_TASK STATEMENT_
Gather each line containing the string "below" from these entries.

### DATA FOR THIS TASK

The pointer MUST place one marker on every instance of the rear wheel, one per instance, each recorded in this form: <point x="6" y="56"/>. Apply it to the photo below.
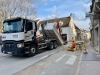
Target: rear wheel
<point x="32" y="50"/>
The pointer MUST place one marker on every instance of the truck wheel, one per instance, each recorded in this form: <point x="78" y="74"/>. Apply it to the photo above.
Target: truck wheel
<point x="51" y="46"/>
<point x="55" y="45"/>
<point x="32" y="50"/>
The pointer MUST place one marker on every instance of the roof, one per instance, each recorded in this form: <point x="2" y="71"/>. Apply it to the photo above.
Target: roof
<point x="65" y="21"/>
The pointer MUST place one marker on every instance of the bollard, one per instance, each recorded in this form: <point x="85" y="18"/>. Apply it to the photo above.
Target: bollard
<point x="85" y="52"/>
<point x="63" y="46"/>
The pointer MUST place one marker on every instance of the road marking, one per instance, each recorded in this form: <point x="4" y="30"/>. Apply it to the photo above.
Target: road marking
<point x="60" y="58"/>
<point x="44" y="57"/>
<point x="71" y="60"/>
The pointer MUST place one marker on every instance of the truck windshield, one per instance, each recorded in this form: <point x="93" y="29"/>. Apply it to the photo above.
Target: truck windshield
<point x="13" y="26"/>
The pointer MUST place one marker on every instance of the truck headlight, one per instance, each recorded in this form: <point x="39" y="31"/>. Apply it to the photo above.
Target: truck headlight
<point x="20" y="45"/>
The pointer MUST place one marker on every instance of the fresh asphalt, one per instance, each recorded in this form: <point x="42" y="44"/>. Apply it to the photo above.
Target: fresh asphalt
<point x="11" y="64"/>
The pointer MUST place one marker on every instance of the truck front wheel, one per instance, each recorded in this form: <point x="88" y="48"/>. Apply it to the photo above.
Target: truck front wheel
<point x="32" y="50"/>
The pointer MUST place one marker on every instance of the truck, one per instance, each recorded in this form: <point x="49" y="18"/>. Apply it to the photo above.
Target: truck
<point x="19" y="37"/>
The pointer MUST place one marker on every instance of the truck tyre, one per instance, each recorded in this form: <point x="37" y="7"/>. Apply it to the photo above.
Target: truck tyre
<point x="51" y="45"/>
<point x="55" y="45"/>
<point x="32" y="50"/>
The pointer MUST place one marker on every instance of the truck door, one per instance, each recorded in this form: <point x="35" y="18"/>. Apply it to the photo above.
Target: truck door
<point x="29" y="33"/>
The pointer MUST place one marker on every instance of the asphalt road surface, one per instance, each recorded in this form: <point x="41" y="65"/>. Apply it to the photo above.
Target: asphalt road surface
<point x="11" y="64"/>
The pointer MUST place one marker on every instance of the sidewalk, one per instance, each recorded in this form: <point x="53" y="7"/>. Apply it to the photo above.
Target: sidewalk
<point x="90" y="63"/>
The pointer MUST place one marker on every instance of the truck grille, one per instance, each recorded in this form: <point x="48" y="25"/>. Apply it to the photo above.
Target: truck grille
<point x="9" y="47"/>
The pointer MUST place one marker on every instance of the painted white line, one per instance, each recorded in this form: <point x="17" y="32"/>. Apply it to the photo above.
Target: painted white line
<point x="44" y="57"/>
<point x="60" y="58"/>
<point x="71" y="60"/>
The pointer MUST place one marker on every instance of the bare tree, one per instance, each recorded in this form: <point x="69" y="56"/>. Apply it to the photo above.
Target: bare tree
<point x="16" y="8"/>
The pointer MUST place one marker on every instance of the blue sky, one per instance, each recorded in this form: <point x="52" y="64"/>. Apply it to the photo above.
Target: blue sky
<point x="48" y="9"/>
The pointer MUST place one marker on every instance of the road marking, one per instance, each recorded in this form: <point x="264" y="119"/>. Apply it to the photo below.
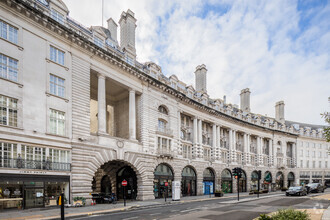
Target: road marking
<point x="156" y="213"/>
<point x="189" y="210"/>
<point x="130" y="218"/>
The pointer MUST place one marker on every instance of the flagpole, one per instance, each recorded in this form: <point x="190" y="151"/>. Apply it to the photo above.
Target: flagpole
<point x="102" y="11"/>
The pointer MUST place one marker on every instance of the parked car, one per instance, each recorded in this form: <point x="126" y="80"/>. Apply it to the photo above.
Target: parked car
<point x="296" y="190"/>
<point x="315" y="187"/>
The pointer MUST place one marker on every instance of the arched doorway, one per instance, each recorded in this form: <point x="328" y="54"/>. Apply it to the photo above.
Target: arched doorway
<point x="163" y="173"/>
<point x="188" y="182"/>
<point x="290" y="179"/>
<point x="254" y="180"/>
<point x="106" y="185"/>
<point x="242" y="182"/>
<point x="226" y="181"/>
<point x="267" y="184"/>
<point x="279" y="180"/>
<point x="208" y="181"/>
<point x="128" y="174"/>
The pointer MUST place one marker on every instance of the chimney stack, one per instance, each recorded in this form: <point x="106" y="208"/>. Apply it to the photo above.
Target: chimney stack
<point x="200" y="78"/>
<point x="112" y="27"/>
<point x="127" y="24"/>
<point x="279" y="112"/>
<point x="245" y="100"/>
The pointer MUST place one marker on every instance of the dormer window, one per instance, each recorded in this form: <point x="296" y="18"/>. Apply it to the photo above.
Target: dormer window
<point x="98" y="42"/>
<point x="163" y="110"/>
<point x="44" y="2"/>
<point x="57" y="16"/>
<point x="109" y="43"/>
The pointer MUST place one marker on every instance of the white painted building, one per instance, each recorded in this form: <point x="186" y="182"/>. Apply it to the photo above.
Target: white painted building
<point x="79" y="114"/>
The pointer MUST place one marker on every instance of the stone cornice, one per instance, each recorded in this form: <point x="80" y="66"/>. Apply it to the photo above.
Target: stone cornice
<point x="39" y="17"/>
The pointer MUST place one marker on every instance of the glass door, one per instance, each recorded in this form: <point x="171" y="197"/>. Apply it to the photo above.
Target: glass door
<point x="34" y="197"/>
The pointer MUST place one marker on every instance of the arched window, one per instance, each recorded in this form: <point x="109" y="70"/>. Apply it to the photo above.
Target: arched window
<point x="162" y="124"/>
<point x="162" y="109"/>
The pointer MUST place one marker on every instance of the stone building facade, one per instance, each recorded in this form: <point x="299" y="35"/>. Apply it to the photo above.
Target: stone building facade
<point x="80" y="114"/>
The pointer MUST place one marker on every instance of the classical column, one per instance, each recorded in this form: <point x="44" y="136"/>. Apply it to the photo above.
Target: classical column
<point x="214" y="140"/>
<point x="271" y="152"/>
<point x="200" y="132"/>
<point x="195" y="137"/>
<point x="258" y="150"/>
<point x="218" y="143"/>
<point x="101" y="100"/>
<point x="245" y="148"/>
<point x="132" y="115"/>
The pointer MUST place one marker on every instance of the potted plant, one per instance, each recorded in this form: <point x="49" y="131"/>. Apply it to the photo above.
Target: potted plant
<point x="19" y="205"/>
<point x="79" y="201"/>
<point x="218" y="193"/>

######

_RESPONSE TO THIS TASK_
The pointer MUST place one marker on every instance of the rear wheel, one per instance, each recorded in this form: <point x="6" y="56"/>. Apply it to the photo below.
The pointer MUST place one marker on every instance of the road marking, one per instance, each recorded in this form: <point x="264" y="119"/>. Apply it to the photo below.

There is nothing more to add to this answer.